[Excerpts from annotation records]

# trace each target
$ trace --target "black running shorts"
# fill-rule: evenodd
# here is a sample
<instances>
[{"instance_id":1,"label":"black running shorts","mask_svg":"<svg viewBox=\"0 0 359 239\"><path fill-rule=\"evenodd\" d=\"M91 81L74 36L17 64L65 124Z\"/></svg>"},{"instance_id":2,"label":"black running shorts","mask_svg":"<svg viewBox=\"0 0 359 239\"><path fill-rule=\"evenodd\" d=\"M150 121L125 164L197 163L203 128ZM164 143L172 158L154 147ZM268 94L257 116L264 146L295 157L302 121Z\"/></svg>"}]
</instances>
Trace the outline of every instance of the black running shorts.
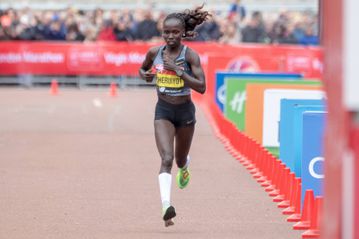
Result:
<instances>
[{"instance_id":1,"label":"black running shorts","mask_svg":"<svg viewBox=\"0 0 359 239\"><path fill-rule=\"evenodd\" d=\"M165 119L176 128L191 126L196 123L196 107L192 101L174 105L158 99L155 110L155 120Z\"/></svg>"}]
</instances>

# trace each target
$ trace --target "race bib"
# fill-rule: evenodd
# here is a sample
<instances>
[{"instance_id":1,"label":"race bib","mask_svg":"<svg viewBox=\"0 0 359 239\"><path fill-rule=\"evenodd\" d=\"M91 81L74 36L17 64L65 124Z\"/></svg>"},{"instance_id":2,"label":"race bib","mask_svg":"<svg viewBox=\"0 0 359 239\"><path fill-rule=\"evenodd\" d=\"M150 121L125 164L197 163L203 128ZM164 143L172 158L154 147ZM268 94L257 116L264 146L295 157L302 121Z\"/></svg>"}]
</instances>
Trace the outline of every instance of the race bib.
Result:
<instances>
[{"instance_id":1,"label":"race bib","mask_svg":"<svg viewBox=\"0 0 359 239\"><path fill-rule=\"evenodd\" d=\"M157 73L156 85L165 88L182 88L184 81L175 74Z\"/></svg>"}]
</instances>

## [STATED PROBLEM]
Return every line of the listing above verbatim, omitting the picture placeholders from your output.

## [CORRECT RESULT]
# trace each target
$ trace --target "black running shorts"
# fill-rule: evenodd
# here is a sample
<instances>
[{"instance_id":1,"label":"black running shorts","mask_svg":"<svg viewBox=\"0 0 359 239\"><path fill-rule=\"evenodd\" d=\"M91 81L74 36L17 64L65 124Z\"/></svg>"},{"instance_id":2,"label":"black running shorts","mask_svg":"<svg viewBox=\"0 0 359 239\"><path fill-rule=\"evenodd\" d=\"M150 121L125 164L197 163L203 128ZM164 143L172 158L154 147ZM268 94L257 116L264 146L295 157L302 121Z\"/></svg>"}]
</instances>
Trace the outline of every instance of the black running shorts.
Result:
<instances>
[{"instance_id":1,"label":"black running shorts","mask_svg":"<svg viewBox=\"0 0 359 239\"><path fill-rule=\"evenodd\" d=\"M165 119L176 128L191 126L196 123L196 107L192 101L174 105L158 99L155 110L155 120Z\"/></svg>"}]
</instances>

# trace each target
$ trace --target "race bib"
# fill-rule: evenodd
# here is a sample
<instances>
[{"instance_id":1,"label":"race bib","mask_svg":"<svg viewBox=\"0 0 359 239\"><path fill-rule=\"evenodd\" d=\"M91 81L74 36L17 64L65 124Z\"/></svg>"},{"instance_id":2,"label":"race bib","mask_svg":"<svg viewBox=\"0 0 359 239\"><path fill-rule=\"evenodd\" d=\"M150 121L125 164L197 163L203 128ZM164 143L172 158L154 147ZM268 94L257 116L264 146L295 157L302 121Z\"/></svg>"}]
</instances>
Trace the outline of every instance of the race bib.
Result:
<instances>
[{"instance_id":1,"label":"race bib","mask_svg":"<svg viewBox=\"0 0 359 239\"><path fill-rule=\"evenodd\" d=\"M157 73L156 85L165 88L182 88L184 81L175 74Z\"/></svg>"}]
</instances>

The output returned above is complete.